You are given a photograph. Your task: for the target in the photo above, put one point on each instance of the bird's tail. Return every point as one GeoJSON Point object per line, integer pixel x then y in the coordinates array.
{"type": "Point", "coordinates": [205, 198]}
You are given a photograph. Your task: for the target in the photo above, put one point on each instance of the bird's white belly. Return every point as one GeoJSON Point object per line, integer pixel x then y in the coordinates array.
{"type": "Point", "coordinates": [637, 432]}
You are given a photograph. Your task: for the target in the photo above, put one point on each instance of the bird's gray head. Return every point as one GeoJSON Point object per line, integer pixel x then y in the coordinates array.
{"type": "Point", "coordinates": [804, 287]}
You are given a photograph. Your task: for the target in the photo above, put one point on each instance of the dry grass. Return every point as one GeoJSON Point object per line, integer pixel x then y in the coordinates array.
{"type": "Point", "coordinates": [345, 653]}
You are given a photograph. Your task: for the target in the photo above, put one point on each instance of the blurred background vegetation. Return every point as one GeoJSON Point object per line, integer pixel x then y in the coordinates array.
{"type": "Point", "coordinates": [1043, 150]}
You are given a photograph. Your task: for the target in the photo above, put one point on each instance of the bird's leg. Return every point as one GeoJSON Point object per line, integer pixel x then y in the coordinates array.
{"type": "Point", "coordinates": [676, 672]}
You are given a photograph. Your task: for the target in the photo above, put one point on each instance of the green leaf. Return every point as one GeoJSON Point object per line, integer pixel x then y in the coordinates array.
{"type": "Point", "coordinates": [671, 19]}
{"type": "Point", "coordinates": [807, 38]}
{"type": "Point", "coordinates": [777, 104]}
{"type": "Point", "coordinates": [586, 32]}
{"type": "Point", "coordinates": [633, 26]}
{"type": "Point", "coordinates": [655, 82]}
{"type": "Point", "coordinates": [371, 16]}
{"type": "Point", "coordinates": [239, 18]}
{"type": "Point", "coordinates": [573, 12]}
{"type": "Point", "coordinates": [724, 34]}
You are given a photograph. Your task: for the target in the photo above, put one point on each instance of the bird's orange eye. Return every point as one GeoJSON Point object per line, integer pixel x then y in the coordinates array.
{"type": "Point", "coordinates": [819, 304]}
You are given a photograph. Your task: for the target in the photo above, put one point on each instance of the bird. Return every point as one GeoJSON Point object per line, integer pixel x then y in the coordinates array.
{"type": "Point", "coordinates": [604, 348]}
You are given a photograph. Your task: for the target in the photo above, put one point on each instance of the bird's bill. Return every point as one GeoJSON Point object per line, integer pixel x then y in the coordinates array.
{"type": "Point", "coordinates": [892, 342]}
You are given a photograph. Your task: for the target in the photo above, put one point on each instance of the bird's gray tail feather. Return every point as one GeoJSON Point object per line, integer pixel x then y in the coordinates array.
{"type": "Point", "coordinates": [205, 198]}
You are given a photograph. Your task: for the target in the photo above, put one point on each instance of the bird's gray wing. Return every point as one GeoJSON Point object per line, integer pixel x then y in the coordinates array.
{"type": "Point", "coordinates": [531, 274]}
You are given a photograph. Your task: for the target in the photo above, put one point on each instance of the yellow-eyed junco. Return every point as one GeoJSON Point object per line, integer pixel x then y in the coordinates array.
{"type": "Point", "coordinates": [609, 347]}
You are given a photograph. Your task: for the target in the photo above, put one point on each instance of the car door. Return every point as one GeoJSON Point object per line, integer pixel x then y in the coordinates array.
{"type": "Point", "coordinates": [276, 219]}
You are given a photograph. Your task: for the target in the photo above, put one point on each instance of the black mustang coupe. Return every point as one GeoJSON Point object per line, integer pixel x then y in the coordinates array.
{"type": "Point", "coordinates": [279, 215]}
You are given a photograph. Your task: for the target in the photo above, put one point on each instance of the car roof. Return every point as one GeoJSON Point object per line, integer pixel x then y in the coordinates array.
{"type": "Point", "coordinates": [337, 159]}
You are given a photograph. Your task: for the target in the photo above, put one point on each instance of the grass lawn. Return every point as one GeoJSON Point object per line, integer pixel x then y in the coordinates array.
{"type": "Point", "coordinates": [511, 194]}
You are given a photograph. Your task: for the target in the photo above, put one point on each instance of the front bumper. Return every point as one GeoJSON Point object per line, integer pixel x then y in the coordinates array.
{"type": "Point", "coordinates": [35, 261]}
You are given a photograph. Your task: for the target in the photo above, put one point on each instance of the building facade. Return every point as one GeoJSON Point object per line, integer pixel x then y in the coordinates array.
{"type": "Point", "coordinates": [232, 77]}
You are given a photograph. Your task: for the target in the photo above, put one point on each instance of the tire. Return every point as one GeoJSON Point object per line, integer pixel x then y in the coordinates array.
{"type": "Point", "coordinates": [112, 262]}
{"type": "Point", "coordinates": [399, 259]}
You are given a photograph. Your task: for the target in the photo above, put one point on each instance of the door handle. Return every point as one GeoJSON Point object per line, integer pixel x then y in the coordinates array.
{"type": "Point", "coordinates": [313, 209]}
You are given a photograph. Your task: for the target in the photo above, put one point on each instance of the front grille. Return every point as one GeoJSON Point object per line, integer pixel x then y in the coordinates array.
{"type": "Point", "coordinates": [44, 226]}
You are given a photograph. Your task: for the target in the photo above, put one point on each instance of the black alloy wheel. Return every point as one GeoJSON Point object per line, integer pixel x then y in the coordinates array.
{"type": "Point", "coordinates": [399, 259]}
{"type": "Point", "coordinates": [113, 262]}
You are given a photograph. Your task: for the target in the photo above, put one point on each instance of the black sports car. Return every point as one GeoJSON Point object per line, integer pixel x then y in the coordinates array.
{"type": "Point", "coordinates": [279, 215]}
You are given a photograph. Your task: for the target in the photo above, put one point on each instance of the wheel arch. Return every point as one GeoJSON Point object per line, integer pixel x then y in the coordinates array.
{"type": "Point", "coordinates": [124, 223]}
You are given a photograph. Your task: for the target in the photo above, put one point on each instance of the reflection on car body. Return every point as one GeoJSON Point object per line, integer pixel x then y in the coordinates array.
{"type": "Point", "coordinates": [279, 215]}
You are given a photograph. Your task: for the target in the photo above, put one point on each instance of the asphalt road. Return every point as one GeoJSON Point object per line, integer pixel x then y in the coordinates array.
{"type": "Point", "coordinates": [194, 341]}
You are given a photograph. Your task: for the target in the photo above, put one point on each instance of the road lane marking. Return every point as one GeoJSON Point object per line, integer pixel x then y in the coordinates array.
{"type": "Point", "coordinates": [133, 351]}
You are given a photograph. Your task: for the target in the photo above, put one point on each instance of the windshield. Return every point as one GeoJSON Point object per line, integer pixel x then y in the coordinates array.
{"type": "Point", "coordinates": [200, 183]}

· · · · · · ·

■ To do
A word-for-word copy of the material above is required.

■ Result of the exercise
You are given a photograph. Your task: for the target in the photo above, put one point on each instance of the bird's tail. Return every point as one GeoJSON Point object per line, integer pixel x then y in the coordinates array.
{"type": "Point", "coordinates": [205, 198]}
You are given a photograph. Your task: for the target in the photo above, put one point on each instance of the bird's white belly. Return every point as one GeoJSON Point object per line, integer pixel x then y in the coordinates array.
{"type": "Point", "coordinates": [637, 432]}
You are given a photograph. Your task: for the target in the photo above, put one point on each instance of the bird's gray head. Return every point as one GeoJSON Point object per line, integer pixel x then y in the coordinates array.
{"type": "Point", "coordinates": [804, 287]}
You are given a photograph. Your task: for the target in the photo above, put one point on each instance of the dry grass. Return every point as one GeoJSON Point object per line, integer pixel x then y in the coordinates array.
{"type": "Point", "coordinates": [345, 653]}
You are given a photograph. Your task: for the target in the photo above, put one point on each instance of the blurred background vegetation. Return every point as one GeoJSON Point object per line, integer pixel x then y in the coordinates array.
{"type": "Point", "coordinates": [1043, 150]}
You are given a photograph. Your task: for the target in the photo above, put one point on each instance of the bird's leg. Return every point as one GeoJSON Point object per line, integer pixel x then y in the coordinates array.
{"type": "Point", "coordinates": [676, 672]}
You are given a photograph. Your task: for the target in the photo above, put one point on each instance of the green leaf. Return every point as one GeoJSON Point object per line, integer pixel x then y in the coordinates array.
{"type": "Point", "coordinates": [671, 19]}
{"type": "Point", "coordinates": [807, 38]}
{"type": "Point", "coordinates": [777, 104]}
{"type": "Point", "coordinates": [586, 32]}
{"type": "Point", "coordinates": [633, 26]}
{"type": "Point", "coordinates": [655, 82]}
{"type": "Point", "coordinates": [371, 16]}
{"type": "Point", "coordinates": [239, 18]}
{"type": "Point", "coordinates": [573, 12]}
{"type": "Point", "coordinates": [724, 34]}
You are given a photograph. Your task: for the target in the photo above, put one point on each instance of the bird's orange eye. Return every point as one GeoJSON Point object per line, integer pixel x then y in the coordinates array.
{"type": "Point", "coordinates": [819, 304]}
You are given a photograph. Your task: for the target in the photo above, put one point on each instance of the bird. Return every point as one GeoJSON Point object per line, integer pixel x then y in the coordinates array.
{"type": "Point", "coordinates": [604, 348]}
You are given a photograph. Your task: for the target in the photo above, put one point on each instance of the bird's bill. Return every point as one GeoJSON Point object per line, integer pixel x then y in the coordinates array.
{"type": "Point", "coordinates": [892, 342]}
You are given a photograph. Your task: for the target in the photo above, put one point on each instance of the bird's gray tail feather. Return every point as one GeoJSON Point object per line, integer pixel x then y in the coordinates array.
{"type": "Point", "coordinates": [205, 198]}
You are given a photograph. Your task: for the target in the photo above, put one point on each instance of the bird's gray wing. Return every point as one GeoJSON Point object per line, integer pixel x then y in the coordinates array.
{"type": "Point", "coordinates": [531, 274]}
You are given a photograph. Your task: for the target in the photo above, put one point on each instance of the yellow-eyed junco. Return every point as one GeoJSON Point object per line, integer pixel x then y in the coordinates array.
{"type": "Point", "coordinates": [609, 347]}
You are given a photograph. Your task: for the target in the photo above, put one point on each instance of the car door. Return every point as one GeoJSON Point object per line, integer pixel x then y in the coordinates array.
{"type": "Point", "coordinates": [276, 219]}
You are given a photograph. Your task: for the target in the photo above, put one point on each instance of the black mustang coupe. Return every point as one GeoJSON Point object per line, integer pixel x then y in the coordinates array.
{"type": "Point", "coordinates": [279, 215]}
You are given a photograph. Your task: for the target in the photo above, put one point on each instance of the car roof. Return every point as one GeoJSON Point object per line, integer pixel x then y in the coordinates array.
{"type": "Point", "coordinates": [337, 159]}
You are given a photograph. Your task: for the target in the photo above, put one point on each instance of the grass lawn. Return every point as one GeoJSON Point object per line, integer pixel x then y in the coordinates array.
{"type": "Point", "coordinates": [511, 194]}
You are given a photograph. Your task: for the target in the photo above, put one point on each instance of the front bumper. Return every point as one GeoJSON Point object per line, integer pixel x then y in the coordinates array.
{"type": "Point", "coordinates": [35, 261]}
You are given a photograph. Your task: for the target in the photo above, put one point on each instance of the building facade. Return every point as one GeoJSON Point object per line, integer pixel x then y in the coordinates array.
{"type": "Point", "coordinates": [232, 77]}
You are given a photograph. Your task: for the target in the photo above, put one point on each instance of the tire. Return every point as one GeoJSON Point object per line, integer pixel x then y in the coordinates array.
{"type": "Point", "coordinates": [112, 262]}
{"type": "Point", "coordinates": [399, 259]}
You are given a photograph. Your task: for the target in the photo above, put one point on each instance of the door handle. Return every point as one GeoJSON Point object per line, integer pixel x then y in the coordinates array.
{"type": "Point", "coordinates": [313, 209]}
You are given a photograph. Your task: for the target in the photo above, put one point on each instance of the front grille. Return every point as one GeoJSON Point object per line, integer pixel x then y in the coordinates array.
{"type": "Point", "coordinates": [44, 226]}
You are given a photograph. Your task: for the target in the photo above, put one point on each instance of the black alloy wheel. Return every point as one GeoJSON Point object per line, integer pixel x then y in the coordinates array.
{"type": "Point", "coordinates": [399, 259]}
{"type": "Point", "coordinates": [113, 262]}
You are given a photograph. Your task: for the target in the photo above, put one point on each instance of the black sports car. Return every point as one GeoJSON Point object per line, integer pixel x then y in the coordinates array.
{"type": "Point", "coordinates": [279, 215]}
You are given a photograph. Your task: for the target in the photo above, put one point on each instance of the wheel arch. Return every point as one GeoJSON Point object per line, integer pixel x then y in the coordinates array.
{"type": "Point", "coordinates": [124, 223]}
You are given a photograph. Your task: for the target in the photo above, put one point on each instance of the reflection on car body. Return every point as one GeoJSON Point object per line, integer pixel x then y in the coordinates array.
{"type": "Point", "coordinates": [279, 215]}
You are given a photograph. Your task: for the target in the photo above, put one point on each instance of the asphalt road. Return every point as one GeoJSON Point object per line, integer pixel x then y in the coordinates array.
{"type": "Point", "coordinates": [194, 341]}
You are given a photograph. Your task: for the target in the photo above, put one point on each instance of the road lane marking. Return every point as one GeoJSON Point object per line, integer pixel x then y in the coordinates array.
{"type": "Point", "coordinates": [133, 351]}
You are given a photograph. Your task: for the target in the photo above, put one point on each instance of the windshield. Return every point as one GeoJSON Point object per line, integer pixel x then y in the coordinates array.
{"type": "Point", "coordinates": [200, 183]}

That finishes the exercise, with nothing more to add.